■ WORK TO DO
Reproduce the listing below verbatim, everything from the line containing "If you could drop a marker on the wheat" down to the end of the listing.

[Entries for pointing and labeling]

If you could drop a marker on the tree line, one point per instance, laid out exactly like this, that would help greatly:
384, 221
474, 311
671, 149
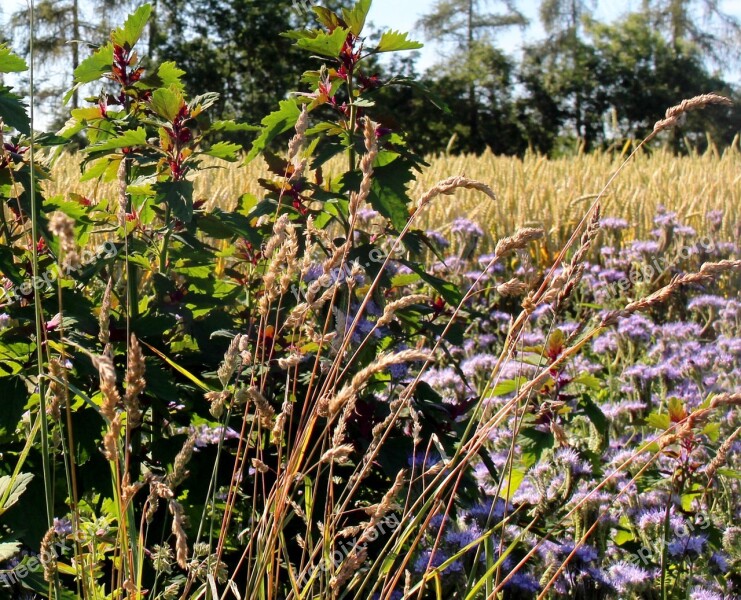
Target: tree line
587, 84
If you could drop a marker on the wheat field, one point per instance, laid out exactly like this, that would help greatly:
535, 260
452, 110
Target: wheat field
552, 193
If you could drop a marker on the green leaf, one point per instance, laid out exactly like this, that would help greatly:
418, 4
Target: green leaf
324, 44
512, 484
355, 18
327, 17
393, 41
170, 75
274, 124
166, 103
447, 290
232, 126
389, 194
11, 62
9, 550
96, 65
11, 489
224, 150
597, 417
712, 430
178, 195
128, 139
133, 27
508, 386
13, 111
588, 380
658, 421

■ FULL ANSWER
If you could drop a marker on the wheat field, one point per instance, laid out exactly like this, that would help greatly:
535, 260
452, 110
Target: wheat field
552, 193
If you could drop a marker on the green leaf, one point per instance, laid out exactly like this, that would help greatly:
418, 4
Target: green leaf
324, 44
512, 484
355, 18
327, 17
393, 41
170, 75
274, 124
166, 103
447, 290
232, 126
389, 194
11, 62
9, 550
96, 65
11, 489
224, 150
597, 417
712, 430
178, 195
128, 139
133, 27
508, 386
13, 111
588, 380
658, 421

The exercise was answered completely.